There was an accepted hierarchy in the class by the time we were 11
years old. The holder of the pugilistic crown, Gibson, noticed that
I didn't participate at all, so he sent a note round the class that
I would face him at 4.00 pm. There was no way out. We marched to the
ring - I had 3 or 4 seconds, the rest of the class supported the
champion. He rolled up his sleeves. I kept on my tailored jacket.
Gibson danced ineffectively for the first two rounds, and then I
caught him a beauty on the face. There was a yelp; he shouted that I
had hit his bad tooth. That was the end of the fight. The next day
in class, there was much commotion. The hierarchy had been upset! I
was then asked by others to take them on so as to get the hierarchy
right, but I wouldn't oblige.
I had a few good
friends there. Arthur Pearson from Abingdon Road, the top of the
class; Johnnie Armstrong was second. He was a fantastic artist at a
very young age and excellent at drawing horses. I was third and we
three competed to produce the neatest flowing script in ink. Dickey
Tawn lived behind the school. Leonard Kraus lived at the corner of
Fern Street and Clarendon Road.
Amongst the girls
I remember were Glenda Toms, Amy Ayres, Mary Garnham, We used to stand
around in a circle, singing, "lavenders blue, dilly, dilly,
lavenders green, when I am king, dilly, dilly, you shall be
queen" and vice versa.
The infant class
was in a wooden building, away from the main building. In the yard
in between, there were running competitions for the intra-school
games, always held on 21st June. Our school usually won; when I
participated I couldn't help a lot as I pulled a muscle in the first
race. Our school yard was slightly sloped, so that on
frosty days we made a slide, enabling us to whizz down at speed.

________________________________________

## Instructions
• a. Answer these from the school recollection, one line each:
(i) Who sent a note saying the narrator would face him at 4.00 pm?
(ii) What was Johnnie Armstrong excellent at drawing?
(iii) On what date were the intra-school games always held?
• b. Name every person the school recollection mentions by name.

________________________________________

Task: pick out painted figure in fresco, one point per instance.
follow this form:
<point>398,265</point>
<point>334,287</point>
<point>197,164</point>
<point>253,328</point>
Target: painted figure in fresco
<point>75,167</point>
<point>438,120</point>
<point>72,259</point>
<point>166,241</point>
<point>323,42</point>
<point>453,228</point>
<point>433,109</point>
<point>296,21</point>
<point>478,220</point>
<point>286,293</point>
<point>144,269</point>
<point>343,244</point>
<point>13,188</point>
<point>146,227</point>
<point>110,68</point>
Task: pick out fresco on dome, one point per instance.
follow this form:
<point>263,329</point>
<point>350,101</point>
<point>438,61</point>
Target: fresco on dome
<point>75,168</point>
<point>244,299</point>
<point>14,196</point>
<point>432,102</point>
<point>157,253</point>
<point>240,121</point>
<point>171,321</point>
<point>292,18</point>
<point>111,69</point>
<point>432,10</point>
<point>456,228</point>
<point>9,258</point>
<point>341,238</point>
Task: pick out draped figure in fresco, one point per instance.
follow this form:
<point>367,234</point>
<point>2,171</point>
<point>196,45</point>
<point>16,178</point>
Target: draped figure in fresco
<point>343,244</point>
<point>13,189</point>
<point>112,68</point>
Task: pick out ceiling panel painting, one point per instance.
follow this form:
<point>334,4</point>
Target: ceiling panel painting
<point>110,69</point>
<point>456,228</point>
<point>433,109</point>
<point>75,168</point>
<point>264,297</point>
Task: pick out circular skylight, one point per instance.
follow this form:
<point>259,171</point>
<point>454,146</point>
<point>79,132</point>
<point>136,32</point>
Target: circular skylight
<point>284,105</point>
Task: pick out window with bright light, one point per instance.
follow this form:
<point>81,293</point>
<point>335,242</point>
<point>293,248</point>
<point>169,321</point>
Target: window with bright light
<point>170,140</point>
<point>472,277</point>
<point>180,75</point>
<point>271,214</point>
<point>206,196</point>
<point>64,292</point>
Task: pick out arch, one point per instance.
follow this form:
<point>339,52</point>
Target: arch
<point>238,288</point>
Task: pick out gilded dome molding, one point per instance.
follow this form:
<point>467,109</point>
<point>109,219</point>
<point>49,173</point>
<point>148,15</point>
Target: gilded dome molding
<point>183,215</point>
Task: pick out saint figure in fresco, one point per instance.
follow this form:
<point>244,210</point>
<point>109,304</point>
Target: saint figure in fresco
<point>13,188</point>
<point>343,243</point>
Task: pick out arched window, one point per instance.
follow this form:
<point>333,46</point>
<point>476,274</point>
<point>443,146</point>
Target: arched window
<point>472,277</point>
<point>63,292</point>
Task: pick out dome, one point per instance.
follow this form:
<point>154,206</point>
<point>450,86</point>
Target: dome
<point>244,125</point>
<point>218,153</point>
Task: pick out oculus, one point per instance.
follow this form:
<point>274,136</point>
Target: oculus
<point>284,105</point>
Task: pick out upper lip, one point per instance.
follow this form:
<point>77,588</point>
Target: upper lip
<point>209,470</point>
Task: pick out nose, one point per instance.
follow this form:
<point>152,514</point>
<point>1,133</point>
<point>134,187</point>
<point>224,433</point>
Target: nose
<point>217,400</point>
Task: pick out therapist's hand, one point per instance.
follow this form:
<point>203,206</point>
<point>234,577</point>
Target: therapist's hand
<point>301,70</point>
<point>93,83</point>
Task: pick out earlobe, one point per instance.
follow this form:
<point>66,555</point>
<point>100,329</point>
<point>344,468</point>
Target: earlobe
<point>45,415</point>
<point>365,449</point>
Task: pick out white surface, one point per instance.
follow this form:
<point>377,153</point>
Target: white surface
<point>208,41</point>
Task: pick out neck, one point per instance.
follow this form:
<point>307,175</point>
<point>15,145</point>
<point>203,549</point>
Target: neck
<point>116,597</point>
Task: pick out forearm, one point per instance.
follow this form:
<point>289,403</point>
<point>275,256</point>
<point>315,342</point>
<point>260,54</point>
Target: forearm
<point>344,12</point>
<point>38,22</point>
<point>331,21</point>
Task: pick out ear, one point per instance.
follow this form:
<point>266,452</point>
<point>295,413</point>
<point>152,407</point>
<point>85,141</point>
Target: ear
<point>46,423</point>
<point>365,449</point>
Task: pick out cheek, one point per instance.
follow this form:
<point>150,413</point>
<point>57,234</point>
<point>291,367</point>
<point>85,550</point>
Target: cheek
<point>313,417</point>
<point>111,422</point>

________________________________________

## Answers
• a.
(i) Gibson
(ii) Horses
(iii) 21st June

• b. Gibson, Arthur Pearson, Johnnie Armstrong, Dickey Tawn, Leonard Kraus, Glenda Toms, Amy Ayres, Mary Garnham